§ **DATA ENTRIES**:
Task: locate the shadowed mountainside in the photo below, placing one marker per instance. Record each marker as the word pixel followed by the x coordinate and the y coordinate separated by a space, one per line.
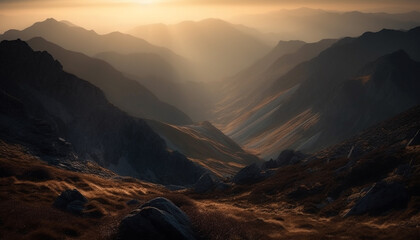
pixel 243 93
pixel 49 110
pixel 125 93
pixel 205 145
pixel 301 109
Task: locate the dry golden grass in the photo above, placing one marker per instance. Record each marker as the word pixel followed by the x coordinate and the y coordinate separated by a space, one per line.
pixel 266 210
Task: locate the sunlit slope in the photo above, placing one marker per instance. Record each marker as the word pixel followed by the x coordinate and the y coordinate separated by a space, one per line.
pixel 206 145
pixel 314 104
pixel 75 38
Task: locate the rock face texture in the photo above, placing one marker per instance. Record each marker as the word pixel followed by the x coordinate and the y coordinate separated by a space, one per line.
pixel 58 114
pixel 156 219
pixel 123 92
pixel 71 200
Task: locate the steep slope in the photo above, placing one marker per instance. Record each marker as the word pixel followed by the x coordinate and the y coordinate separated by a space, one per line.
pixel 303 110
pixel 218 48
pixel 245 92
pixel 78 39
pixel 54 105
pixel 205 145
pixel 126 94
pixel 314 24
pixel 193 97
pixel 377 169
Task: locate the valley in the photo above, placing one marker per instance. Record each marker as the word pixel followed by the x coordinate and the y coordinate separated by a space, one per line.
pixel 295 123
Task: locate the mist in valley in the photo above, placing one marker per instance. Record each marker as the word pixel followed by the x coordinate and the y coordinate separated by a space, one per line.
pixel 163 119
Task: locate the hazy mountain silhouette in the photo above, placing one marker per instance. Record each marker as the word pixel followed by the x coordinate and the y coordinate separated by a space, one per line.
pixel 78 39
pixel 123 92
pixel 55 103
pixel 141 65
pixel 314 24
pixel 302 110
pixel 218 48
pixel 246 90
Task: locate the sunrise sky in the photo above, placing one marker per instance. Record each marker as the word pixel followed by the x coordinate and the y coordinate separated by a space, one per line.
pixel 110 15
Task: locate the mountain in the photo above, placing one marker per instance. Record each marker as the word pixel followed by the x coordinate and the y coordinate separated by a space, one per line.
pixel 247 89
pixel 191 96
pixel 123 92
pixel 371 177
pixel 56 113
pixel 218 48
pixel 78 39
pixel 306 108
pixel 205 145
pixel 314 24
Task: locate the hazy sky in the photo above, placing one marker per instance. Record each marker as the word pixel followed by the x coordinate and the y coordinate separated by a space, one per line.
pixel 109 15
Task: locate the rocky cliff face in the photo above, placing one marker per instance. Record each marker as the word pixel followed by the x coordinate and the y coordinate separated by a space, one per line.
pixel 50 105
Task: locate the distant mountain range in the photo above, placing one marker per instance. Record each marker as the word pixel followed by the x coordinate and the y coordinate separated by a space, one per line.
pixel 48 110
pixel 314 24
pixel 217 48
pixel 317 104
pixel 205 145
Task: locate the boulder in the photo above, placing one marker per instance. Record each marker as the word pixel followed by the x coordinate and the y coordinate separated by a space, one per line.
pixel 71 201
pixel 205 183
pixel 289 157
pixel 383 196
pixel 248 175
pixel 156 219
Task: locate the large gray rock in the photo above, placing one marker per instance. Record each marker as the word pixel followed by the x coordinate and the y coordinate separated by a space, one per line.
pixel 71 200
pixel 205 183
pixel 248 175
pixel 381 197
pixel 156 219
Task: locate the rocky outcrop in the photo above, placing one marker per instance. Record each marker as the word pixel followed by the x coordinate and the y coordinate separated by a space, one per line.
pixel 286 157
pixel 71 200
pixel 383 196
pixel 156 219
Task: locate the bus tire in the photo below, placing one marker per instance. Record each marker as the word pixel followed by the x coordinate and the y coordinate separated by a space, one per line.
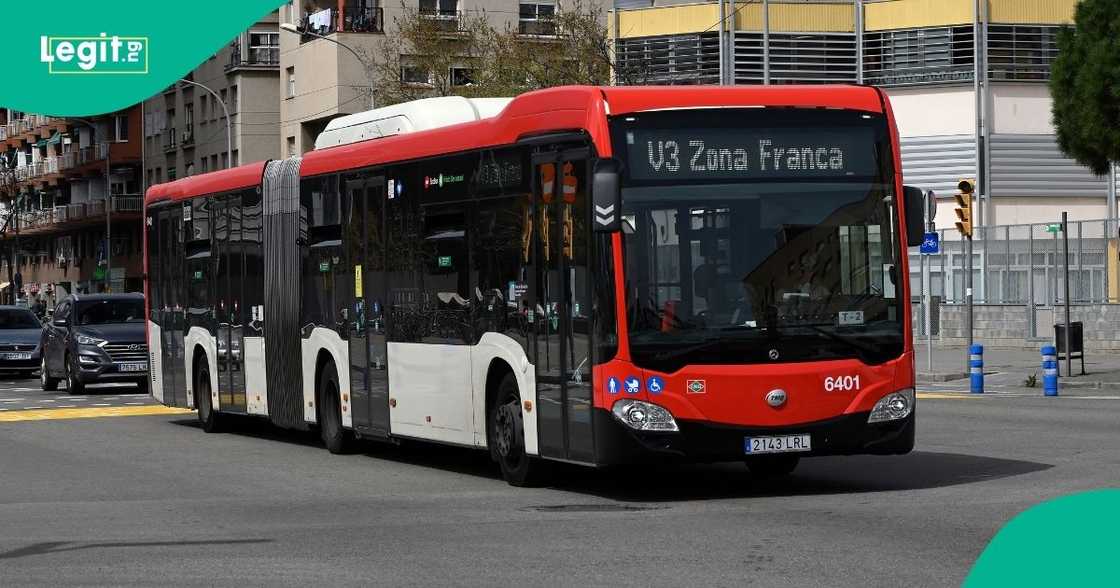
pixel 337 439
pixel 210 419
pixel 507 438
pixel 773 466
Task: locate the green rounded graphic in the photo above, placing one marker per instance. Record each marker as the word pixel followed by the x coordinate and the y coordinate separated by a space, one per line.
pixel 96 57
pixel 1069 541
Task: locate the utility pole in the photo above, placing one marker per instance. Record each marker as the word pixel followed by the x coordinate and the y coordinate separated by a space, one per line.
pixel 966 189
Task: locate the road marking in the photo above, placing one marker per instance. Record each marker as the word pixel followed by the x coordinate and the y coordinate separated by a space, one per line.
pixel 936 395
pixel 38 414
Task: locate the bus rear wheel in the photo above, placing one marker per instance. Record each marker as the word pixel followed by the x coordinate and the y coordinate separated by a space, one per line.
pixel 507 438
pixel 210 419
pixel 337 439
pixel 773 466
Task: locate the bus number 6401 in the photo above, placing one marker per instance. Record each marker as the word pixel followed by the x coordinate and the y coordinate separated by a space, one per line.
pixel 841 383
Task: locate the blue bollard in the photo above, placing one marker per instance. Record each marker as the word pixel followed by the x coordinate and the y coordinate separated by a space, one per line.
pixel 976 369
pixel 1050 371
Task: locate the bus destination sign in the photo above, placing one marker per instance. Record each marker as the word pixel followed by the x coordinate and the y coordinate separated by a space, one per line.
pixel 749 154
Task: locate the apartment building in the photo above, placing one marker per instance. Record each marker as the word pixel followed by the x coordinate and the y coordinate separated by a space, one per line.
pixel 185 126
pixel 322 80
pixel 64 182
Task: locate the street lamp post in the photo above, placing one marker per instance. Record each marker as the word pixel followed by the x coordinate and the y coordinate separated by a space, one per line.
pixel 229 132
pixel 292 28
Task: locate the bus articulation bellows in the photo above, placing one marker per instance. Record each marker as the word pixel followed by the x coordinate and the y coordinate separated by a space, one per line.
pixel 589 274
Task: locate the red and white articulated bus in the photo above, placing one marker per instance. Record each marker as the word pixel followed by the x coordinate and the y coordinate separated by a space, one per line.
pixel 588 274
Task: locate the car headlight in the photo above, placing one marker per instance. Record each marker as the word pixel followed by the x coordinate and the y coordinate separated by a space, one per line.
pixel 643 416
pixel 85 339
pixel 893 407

§ **TASK TO CARRY OUT**: Can you render the items starting at the line that contains "Task: locate the bus tire" and ending at the line that contains "pixel 749 154" as a JSON list of strings, one string per line, with blank lines and the pictures omitted?

§ **TASK RESULT**:
[
  "Task: locate the bus tire in the photo below, placing one marker per instance. Record each marker as the word pixel followed by the x coordinate and the y coordinate separated by a space, one per line.",
  "pixel 337 439",
  "pixel 210 419",
  "pixel 507 438",
  "pixel 773 466",
  "Task: locate the green rounded graphic in the photo above, placing one marker per instance. Record each marker as the word pixel followed by the x coordinate and the y coordinate separated by a space, one per line.",
  "pixel 96 57",
  "pixel 1069 541",
  "Task: locate the utility pole in the photo above, placing one marker per instance. Record each marker as the word pixel followed by the x coordinate and the y coordinate separated by a space, one per line.",
  "pixel 966 189",
  "Task: locate the road marking in the photo above, placing one marker per instance. Record each marker as the word pixel followed by the x coordinate and the y coordinate separated by a space, one per line.",
  "pixel 936 395",
  "pixel 38 414",
  "Task: locate the bus rear wheel in the photo above, placing one marker per instance. Record each marker as the word pixel followed by the x coordinate and the y coordinate separated by a space, one per line.",
  "pixel 507 438",
  "pixel 210 419",
  "pixel 337 439",
  "pixel 773 466",
  "Task: locate the bus number 6401 in the photo above, placing one marker per instance. Record each marker as the word pixel followed by the x coordinate and the y coordinate separated by a space, one per line.",
  "pixel 841 383",
  "Task: locate the blue bollard in the photo above, placing one marker per instance. Record each marker as the word pixel followed by the x coordinate and the y coordinate separated by a space, one per line.",
  "pixel 976 369",
  "pixel 1050 371",
  "Task: locate the bus destination sign in the photo above, placing one marker per instance. Record each marker as the word pixel followed by the x coordinate and the y coordinate separated by a space, one per line.",
  "pixel 749 154"
]